== What you are asked to do ==
Write out, word for word, the lines of the listing below, starting with the line that contains "Target: engine nacelle" and going on through the line that contains "(1168, 703)".

== Source records ==
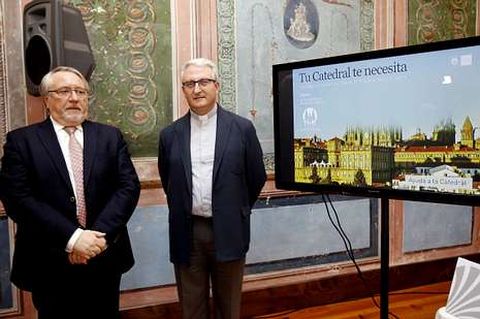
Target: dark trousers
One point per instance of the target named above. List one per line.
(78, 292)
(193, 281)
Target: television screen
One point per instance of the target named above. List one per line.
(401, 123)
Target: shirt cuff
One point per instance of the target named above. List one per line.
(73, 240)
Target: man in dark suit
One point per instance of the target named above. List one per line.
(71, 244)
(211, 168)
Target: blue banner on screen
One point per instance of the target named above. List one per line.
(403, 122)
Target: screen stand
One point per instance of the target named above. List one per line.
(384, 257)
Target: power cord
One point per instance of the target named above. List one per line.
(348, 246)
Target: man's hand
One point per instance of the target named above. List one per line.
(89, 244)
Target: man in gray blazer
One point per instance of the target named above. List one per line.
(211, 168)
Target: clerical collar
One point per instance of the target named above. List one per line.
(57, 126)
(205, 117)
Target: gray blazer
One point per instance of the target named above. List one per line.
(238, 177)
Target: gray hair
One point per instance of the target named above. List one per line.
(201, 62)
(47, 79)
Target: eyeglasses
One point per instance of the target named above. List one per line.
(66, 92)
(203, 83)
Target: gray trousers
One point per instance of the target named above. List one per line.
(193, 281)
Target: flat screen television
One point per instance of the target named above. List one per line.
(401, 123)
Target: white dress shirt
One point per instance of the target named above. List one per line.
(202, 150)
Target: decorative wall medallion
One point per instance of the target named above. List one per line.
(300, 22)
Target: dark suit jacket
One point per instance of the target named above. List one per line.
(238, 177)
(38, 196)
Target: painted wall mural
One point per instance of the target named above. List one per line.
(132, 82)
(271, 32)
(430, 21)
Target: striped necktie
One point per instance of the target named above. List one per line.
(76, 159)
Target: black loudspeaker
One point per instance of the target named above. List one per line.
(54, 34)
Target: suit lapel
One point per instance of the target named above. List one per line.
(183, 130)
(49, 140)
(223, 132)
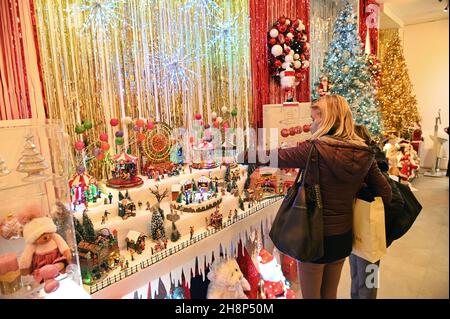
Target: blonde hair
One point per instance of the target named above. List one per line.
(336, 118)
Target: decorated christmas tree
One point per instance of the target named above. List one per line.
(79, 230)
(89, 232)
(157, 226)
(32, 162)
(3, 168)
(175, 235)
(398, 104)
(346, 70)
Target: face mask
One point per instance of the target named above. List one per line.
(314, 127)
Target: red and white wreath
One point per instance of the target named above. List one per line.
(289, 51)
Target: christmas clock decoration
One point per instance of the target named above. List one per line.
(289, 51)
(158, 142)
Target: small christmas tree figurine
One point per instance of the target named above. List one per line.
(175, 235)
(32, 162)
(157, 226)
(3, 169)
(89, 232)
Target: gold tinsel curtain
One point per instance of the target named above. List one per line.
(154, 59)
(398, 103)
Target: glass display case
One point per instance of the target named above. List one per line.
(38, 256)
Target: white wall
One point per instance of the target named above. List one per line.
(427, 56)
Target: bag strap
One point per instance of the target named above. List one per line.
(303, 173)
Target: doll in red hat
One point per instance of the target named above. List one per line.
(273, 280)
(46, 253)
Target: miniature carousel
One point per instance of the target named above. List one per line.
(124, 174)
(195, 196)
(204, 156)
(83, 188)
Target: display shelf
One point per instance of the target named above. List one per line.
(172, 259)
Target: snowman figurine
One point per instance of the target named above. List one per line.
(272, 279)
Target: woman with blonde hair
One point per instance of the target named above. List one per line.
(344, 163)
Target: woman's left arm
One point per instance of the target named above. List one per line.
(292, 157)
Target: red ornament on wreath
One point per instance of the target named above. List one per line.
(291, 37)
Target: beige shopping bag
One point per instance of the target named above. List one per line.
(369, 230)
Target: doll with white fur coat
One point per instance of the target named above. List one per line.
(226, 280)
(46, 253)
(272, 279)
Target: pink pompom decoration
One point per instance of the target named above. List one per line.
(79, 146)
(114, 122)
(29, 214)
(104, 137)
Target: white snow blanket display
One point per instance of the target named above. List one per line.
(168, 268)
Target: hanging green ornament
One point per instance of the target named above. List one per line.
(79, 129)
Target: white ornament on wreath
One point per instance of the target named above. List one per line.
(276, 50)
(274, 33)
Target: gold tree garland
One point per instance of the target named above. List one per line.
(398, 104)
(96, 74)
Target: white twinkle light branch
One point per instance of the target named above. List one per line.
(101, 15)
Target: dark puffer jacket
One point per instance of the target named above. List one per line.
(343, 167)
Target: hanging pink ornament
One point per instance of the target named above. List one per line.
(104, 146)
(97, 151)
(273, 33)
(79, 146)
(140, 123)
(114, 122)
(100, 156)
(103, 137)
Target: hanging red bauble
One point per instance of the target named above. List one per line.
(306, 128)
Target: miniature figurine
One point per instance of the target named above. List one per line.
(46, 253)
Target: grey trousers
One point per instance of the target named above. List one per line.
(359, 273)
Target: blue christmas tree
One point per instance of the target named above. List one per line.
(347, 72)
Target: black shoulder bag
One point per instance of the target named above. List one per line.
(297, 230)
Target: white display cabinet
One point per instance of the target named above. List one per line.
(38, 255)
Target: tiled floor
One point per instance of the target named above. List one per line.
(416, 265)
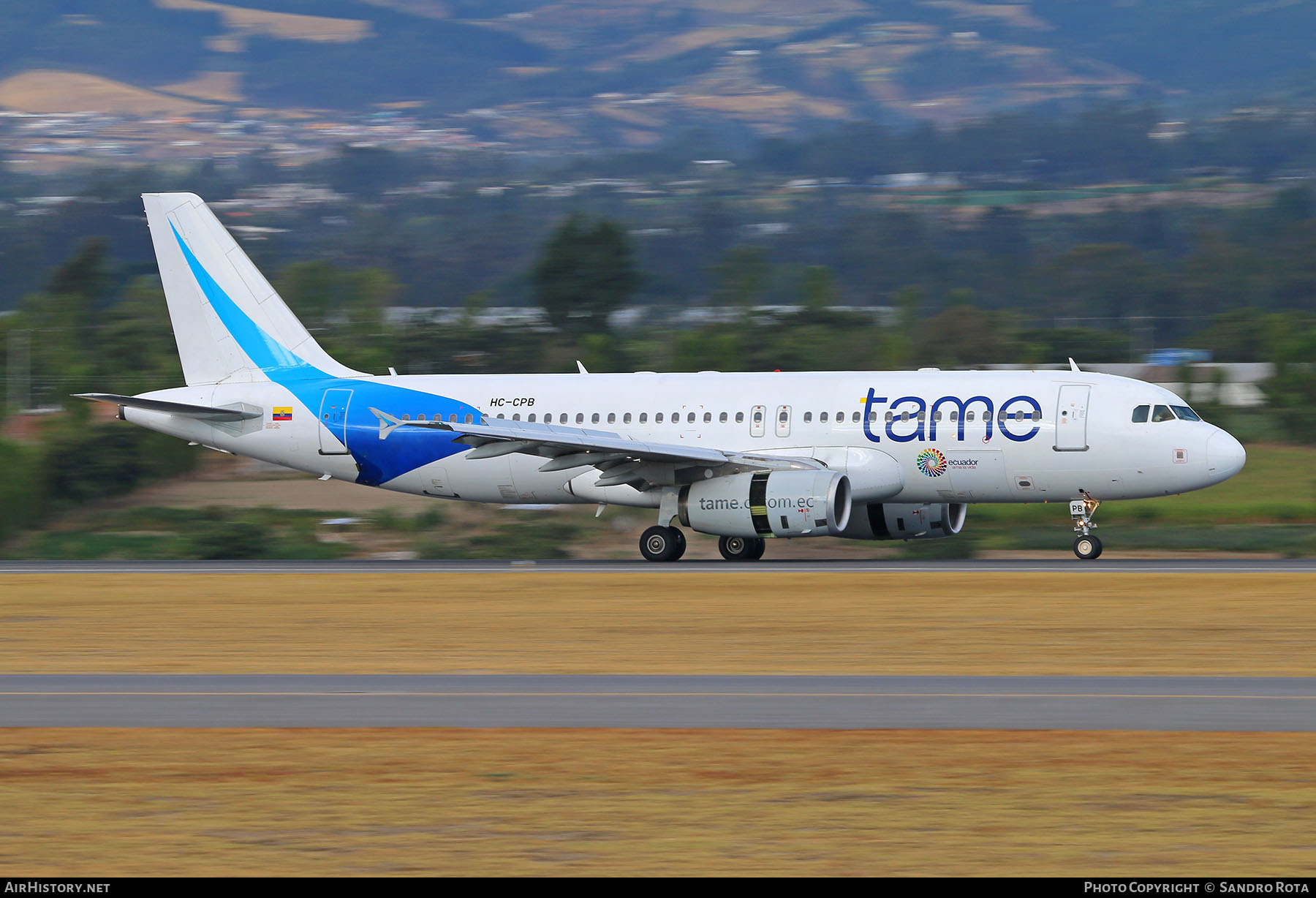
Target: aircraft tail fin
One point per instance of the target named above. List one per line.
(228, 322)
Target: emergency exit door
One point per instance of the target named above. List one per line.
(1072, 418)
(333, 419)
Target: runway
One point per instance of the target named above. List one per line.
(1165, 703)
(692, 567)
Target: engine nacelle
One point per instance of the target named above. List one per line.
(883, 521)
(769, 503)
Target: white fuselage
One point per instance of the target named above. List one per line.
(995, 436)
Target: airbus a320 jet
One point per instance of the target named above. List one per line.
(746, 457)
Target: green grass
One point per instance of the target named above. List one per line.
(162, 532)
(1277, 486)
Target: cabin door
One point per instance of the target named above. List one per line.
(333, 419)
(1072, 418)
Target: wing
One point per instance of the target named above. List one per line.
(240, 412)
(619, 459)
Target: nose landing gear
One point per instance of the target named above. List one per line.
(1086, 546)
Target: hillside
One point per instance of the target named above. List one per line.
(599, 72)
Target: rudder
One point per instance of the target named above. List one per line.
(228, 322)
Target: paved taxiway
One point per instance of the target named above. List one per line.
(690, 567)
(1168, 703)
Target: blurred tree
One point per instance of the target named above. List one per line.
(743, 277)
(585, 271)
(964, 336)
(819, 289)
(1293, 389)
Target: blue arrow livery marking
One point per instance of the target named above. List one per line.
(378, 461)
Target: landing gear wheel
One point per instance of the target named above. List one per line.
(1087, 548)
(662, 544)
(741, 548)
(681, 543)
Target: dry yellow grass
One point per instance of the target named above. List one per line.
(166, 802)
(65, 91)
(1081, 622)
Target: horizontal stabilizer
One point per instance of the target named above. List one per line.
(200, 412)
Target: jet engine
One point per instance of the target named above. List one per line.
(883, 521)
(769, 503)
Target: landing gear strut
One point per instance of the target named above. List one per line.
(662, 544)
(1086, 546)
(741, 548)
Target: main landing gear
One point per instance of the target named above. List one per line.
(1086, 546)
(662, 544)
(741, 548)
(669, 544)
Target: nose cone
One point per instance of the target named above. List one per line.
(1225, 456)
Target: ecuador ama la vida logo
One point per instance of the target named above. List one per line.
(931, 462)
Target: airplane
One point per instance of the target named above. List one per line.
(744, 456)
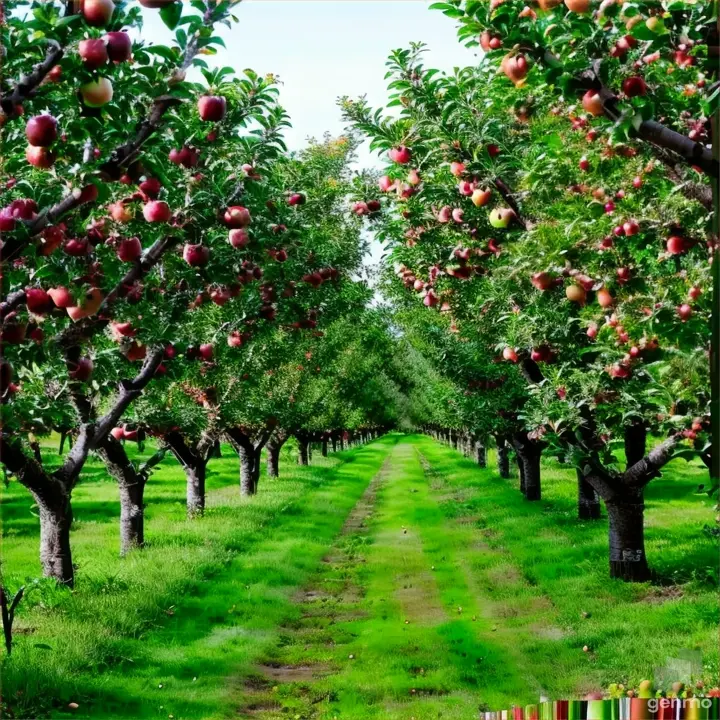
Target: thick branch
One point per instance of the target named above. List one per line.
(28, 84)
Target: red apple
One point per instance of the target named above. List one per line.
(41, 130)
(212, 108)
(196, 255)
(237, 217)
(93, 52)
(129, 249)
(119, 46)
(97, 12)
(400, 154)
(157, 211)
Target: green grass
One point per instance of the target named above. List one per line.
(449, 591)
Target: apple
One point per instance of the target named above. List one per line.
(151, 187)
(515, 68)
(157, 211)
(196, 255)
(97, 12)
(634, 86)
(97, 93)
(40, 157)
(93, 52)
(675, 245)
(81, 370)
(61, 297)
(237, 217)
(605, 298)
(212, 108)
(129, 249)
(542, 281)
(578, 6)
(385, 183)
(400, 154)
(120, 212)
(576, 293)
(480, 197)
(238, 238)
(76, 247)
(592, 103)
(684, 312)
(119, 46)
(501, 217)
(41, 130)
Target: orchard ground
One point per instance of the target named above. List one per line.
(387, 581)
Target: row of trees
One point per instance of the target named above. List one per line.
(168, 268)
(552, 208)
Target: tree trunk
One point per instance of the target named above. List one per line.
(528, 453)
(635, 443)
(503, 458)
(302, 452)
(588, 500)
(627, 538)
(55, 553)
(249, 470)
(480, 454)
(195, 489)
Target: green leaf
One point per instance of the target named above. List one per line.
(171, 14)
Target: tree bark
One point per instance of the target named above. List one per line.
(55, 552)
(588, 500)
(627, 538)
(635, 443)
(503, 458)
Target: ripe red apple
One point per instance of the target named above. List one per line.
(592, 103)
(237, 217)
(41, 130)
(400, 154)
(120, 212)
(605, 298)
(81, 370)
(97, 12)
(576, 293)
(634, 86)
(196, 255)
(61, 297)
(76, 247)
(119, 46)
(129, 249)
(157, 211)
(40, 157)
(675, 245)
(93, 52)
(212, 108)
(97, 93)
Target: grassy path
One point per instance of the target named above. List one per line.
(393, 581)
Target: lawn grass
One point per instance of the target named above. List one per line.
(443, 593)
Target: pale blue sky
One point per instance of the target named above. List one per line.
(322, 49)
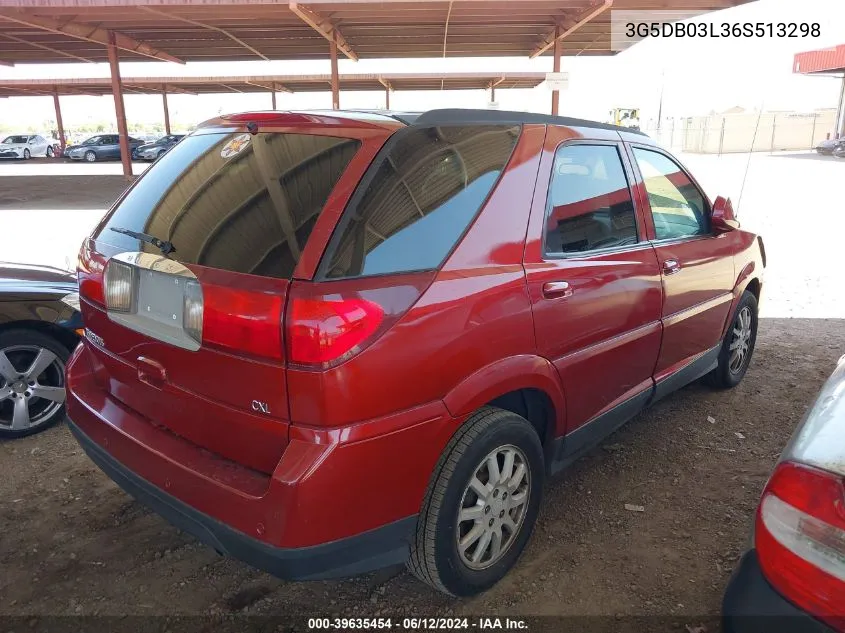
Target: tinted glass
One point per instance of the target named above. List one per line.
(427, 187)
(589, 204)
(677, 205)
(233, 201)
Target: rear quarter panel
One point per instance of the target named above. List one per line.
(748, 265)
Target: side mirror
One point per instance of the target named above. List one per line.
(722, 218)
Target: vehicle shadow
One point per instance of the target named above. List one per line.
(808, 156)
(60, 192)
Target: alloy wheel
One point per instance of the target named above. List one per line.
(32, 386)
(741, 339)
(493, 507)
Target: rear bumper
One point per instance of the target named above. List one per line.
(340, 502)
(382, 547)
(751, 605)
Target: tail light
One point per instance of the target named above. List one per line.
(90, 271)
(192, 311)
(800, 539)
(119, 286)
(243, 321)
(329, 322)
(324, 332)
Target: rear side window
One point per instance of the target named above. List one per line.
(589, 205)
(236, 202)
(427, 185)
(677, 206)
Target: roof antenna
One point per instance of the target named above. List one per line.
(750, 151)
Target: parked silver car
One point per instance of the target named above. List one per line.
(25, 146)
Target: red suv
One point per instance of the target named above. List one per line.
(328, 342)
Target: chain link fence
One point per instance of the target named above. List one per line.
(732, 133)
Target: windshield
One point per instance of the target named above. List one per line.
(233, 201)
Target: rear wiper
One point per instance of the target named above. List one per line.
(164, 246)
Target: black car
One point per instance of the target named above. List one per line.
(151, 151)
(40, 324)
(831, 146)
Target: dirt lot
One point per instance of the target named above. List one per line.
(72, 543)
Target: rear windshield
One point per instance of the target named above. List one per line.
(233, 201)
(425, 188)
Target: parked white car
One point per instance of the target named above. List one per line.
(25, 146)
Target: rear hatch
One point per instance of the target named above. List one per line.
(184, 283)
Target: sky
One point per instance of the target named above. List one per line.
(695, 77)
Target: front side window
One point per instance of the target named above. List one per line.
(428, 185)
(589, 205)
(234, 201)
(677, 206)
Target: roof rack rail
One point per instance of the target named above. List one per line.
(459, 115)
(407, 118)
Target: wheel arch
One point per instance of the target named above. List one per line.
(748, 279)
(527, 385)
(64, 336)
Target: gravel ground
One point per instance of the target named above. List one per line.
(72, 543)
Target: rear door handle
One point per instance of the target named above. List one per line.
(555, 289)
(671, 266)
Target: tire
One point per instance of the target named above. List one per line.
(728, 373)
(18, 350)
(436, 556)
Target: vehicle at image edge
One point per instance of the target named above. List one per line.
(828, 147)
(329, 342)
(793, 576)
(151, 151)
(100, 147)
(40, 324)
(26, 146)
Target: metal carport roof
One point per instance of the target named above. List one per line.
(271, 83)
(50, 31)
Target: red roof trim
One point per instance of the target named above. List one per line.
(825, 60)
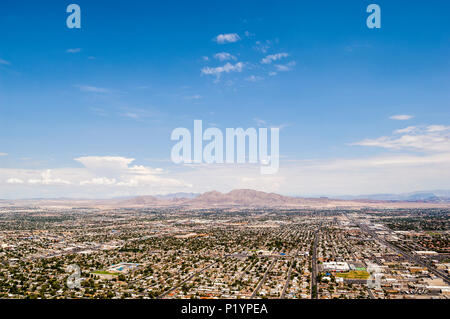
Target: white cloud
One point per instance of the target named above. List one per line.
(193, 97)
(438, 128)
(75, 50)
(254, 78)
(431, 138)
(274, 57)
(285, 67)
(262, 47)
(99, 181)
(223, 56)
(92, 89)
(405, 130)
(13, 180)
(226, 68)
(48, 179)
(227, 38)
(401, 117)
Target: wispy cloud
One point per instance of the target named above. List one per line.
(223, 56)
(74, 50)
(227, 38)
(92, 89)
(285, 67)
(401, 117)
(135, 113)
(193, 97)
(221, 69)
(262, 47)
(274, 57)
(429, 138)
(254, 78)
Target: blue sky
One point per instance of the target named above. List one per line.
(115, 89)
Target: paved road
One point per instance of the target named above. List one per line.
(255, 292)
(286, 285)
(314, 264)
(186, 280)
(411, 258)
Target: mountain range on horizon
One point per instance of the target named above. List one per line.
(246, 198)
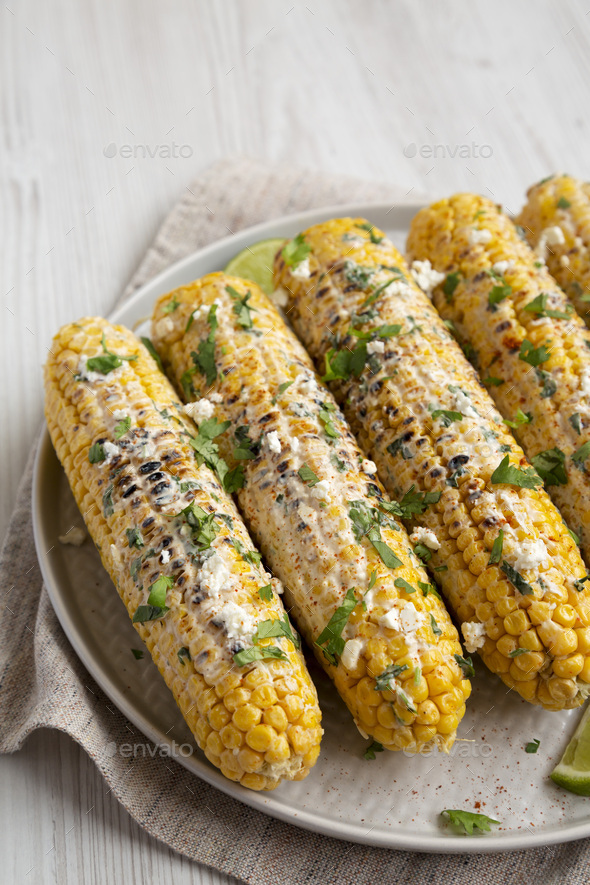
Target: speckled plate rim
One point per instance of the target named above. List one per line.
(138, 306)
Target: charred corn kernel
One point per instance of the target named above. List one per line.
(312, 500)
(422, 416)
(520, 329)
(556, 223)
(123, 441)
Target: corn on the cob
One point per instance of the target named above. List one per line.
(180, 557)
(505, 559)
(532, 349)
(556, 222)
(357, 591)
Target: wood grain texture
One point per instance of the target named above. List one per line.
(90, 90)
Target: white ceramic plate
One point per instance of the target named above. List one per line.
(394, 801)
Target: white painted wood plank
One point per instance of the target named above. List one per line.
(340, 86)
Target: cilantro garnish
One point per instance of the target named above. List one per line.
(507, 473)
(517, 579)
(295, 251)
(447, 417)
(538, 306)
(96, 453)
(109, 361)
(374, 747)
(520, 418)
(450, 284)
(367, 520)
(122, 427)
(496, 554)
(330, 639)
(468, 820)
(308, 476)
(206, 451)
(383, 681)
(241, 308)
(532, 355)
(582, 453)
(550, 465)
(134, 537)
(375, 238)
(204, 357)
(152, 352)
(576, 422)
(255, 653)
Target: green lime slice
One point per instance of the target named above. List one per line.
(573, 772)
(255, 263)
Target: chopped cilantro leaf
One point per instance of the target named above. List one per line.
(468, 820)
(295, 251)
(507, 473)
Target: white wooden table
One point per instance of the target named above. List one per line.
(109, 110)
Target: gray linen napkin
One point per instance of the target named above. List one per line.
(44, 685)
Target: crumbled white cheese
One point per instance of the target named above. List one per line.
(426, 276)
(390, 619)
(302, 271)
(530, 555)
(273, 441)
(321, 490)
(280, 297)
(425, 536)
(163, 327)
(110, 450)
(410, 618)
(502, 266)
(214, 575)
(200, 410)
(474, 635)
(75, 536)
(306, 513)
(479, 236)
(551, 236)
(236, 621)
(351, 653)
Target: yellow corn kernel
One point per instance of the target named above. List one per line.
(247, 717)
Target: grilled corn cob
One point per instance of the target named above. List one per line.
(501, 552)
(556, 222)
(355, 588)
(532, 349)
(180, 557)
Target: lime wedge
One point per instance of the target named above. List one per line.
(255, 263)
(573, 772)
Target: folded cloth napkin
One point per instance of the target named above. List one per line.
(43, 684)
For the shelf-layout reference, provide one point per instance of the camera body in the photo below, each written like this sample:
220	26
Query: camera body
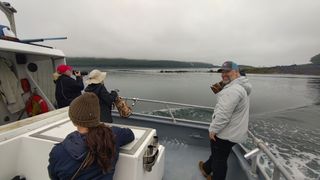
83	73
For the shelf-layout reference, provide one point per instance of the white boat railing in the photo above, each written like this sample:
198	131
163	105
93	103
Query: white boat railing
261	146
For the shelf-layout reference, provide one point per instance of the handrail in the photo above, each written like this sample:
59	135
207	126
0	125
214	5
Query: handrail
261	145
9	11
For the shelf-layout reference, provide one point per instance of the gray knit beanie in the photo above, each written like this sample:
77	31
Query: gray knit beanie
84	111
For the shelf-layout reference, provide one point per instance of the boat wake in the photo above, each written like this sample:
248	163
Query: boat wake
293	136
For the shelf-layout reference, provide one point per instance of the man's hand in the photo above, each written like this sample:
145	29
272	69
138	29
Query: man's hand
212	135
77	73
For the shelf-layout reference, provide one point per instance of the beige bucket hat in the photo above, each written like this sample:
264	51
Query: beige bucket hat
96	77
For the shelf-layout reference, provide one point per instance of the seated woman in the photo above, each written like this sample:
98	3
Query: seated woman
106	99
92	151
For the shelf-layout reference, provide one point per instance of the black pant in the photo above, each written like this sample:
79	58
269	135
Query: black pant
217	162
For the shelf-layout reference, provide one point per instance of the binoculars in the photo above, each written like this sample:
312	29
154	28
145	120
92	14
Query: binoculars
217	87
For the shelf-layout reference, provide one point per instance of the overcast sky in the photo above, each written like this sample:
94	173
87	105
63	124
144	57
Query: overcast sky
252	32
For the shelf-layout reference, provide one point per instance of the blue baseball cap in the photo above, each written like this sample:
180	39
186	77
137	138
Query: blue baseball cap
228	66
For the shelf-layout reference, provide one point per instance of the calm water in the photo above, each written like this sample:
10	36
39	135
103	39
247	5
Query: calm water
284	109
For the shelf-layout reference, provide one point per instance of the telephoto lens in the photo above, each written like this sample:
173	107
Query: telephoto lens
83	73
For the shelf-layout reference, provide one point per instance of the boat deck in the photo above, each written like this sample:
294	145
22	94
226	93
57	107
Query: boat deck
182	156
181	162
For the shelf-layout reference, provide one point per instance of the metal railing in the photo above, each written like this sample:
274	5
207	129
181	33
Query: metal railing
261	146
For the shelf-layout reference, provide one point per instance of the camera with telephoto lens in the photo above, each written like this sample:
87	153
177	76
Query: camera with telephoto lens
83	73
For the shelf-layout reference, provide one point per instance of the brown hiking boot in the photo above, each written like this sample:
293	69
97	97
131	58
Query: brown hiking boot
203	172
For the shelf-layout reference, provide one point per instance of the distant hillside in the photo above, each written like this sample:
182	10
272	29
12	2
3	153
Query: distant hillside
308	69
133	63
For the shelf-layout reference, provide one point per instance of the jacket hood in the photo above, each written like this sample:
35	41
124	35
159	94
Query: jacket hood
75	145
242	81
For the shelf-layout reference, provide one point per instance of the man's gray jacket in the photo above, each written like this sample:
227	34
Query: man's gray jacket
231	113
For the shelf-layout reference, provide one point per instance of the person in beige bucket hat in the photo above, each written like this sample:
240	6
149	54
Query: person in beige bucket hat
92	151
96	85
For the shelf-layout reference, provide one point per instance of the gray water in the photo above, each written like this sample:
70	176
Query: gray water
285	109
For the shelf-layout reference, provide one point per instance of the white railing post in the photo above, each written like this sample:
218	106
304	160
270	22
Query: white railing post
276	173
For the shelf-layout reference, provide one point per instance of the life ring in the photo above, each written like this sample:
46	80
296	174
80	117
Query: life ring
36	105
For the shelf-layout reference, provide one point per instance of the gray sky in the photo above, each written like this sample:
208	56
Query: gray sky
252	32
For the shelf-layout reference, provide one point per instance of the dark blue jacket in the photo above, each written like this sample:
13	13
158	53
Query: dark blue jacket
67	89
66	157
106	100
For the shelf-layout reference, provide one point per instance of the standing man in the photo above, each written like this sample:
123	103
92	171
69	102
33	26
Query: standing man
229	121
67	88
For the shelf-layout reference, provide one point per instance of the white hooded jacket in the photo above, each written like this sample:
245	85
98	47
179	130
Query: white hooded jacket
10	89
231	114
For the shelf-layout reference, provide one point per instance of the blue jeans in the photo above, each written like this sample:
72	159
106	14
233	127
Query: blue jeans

== Written answer ==
Target: engine nacelle
One point per instance of the target named above. List one per line.
(883, 521)
(769, 503)
Target: white fuselage
One point per instance of the target named above. List one per line.
(995, 436)
Target: airbus a320 jet
One point per instance of the target named above. List one per line.
(746, 457)
Target: green grass
One point per instance of the target named above. List one per line.
(162, 532)
(1277, 486)
Target: cabin door
One point per instance of the target named above. List one per line.
(333, 419)
(1072, 418)
Target: wing
One point per instance of the target named above. List one per line.
(240, 412)
(619, 459)
Target: nose landing gear
One point per instance of the target named above. List one per line.
(1086, 546)
Target: hillside
One point per instance of the target named above. List one per line.
(599, 72)
Target: rudder
One point per instance of the target named above. List one per line.
(228, 322)
Target: paved taxiway
One point per instance of the target named above. List one per line.
(690, 567)
(1168, 703)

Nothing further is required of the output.